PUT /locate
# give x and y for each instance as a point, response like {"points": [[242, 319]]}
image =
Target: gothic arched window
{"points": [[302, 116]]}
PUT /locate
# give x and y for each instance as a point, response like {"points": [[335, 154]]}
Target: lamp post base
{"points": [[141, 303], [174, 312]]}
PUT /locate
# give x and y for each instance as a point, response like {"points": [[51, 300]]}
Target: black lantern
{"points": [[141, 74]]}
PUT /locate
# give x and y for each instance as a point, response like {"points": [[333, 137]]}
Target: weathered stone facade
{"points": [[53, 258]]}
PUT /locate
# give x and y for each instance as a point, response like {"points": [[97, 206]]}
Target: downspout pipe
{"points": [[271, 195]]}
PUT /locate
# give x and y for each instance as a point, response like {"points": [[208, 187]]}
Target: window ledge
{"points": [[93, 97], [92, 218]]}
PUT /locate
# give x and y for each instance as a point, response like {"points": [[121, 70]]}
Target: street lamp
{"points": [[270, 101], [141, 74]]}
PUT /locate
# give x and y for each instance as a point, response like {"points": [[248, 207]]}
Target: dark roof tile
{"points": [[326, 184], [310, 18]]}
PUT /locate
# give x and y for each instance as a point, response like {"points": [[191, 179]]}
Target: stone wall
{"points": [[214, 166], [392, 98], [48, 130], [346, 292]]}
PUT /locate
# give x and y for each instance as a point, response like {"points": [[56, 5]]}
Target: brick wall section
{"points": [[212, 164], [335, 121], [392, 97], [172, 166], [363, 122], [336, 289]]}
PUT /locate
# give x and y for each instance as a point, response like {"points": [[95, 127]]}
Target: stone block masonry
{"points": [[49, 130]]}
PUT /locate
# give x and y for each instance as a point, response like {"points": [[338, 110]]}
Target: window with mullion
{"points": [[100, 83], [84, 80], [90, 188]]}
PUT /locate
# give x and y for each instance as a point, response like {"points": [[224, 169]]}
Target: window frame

__________

- **AIM OF THE TASK**
Each line from the one containing "Target: window with mullion" to the final line of the entries above must be returned exactly, and no other line may appear.

- **EXERCISE RESPONSE**
Target: window with mullion
{"points": [[100, 83], [84, 80], [90, 188]]}
PUT /locate
# give x and y for each instance as a point, response like {"points": [[224, 169]]}
Target: window frame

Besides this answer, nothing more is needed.